» **Passage given**
A meteorite is defined as any extraterrestrial solid mass that reaches the Earth's surface (Farris Lapidus, 1990). The term strictly extends from the nano scale e.g. dust particles, through to the macro scale e.g. 100s of metres in diameter (Zanda and Rotaru, 2001). However, the term meteorite is generally reserved for the larger particles that reach the Earth's surface.

A meteorite crater is the expression left on the Earth's surface following the impact of a meteorite. The formation of a meteorite impact crater can be divided into three main stages: 1) contact and compression, 2) excavation and 3) modification (Kenkman, 2002). Impact craters are categorised into three different types: simple, complex and multiring basins, which are generated following the collapse of an unstable transient, or initial, crater (Melosh, 1989). In general it is the size of the crater that determines its morphology, but there are some environmental factors that can also be of influence e.g. if the impact is sub-aerial or sub-marine. If the impact occurs in deep water (deeper than 1km) then the craters tend to be concentric and often lack melt sheets and rim walls but have deposits and radial gulleys formed by resurge of the sea (Ormö and Lindström, 2000). The size of the crater is intimately related to the size, speed and angle at which the meteorite collides with the Earth (Melosh, 1989).

» **To-do list**
1 > According to the passage on meteorites and impact craters, what produces the radial gulleys at craters formed by impacts in water deeper than 1km? Answer in one to three sentences.
2 > Output the portion of the rows that runs from their very start through the line containing "pixel 253 233", including both ends.
The rows that come after this note have no connection to the passage on meteorites and impact craters.

» **Data provided**
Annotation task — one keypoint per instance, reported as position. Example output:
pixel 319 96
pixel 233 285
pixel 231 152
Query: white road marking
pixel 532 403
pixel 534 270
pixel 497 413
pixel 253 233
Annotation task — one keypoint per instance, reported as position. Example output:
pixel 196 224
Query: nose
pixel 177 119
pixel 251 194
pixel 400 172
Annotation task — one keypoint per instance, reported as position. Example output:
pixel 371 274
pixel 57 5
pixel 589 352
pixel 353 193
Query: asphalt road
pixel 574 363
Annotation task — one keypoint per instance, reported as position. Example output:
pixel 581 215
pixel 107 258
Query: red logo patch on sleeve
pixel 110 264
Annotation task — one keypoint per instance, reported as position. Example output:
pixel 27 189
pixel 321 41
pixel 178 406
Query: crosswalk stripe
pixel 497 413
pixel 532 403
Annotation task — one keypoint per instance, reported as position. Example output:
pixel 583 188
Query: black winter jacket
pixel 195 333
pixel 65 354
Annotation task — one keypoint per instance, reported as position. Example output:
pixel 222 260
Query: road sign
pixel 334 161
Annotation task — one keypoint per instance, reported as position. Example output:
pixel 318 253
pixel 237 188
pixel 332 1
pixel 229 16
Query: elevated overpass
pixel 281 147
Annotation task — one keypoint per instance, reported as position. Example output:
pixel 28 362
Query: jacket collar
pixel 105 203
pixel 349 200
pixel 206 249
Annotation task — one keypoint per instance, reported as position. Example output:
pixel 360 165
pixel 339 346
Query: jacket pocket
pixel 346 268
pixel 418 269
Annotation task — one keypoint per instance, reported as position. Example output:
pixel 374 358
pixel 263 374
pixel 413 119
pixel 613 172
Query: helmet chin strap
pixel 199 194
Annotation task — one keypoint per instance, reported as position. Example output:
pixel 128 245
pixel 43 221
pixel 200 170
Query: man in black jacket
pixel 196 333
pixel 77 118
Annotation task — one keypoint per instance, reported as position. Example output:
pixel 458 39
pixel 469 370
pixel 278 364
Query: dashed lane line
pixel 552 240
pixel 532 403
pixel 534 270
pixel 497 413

» **Outputs in order**
1 > The radial gulleys at craters from deep-water impacts are formed by the resurge of the sea.

2 >
Annotation task — one keypoint per instance, reported as position. Example output:
pixel 319 96
pixel 233 285
pixel 231 152
Query: white road marking
pixel 532 403
pixel 534 270
pixel 497 413
pixel 253 233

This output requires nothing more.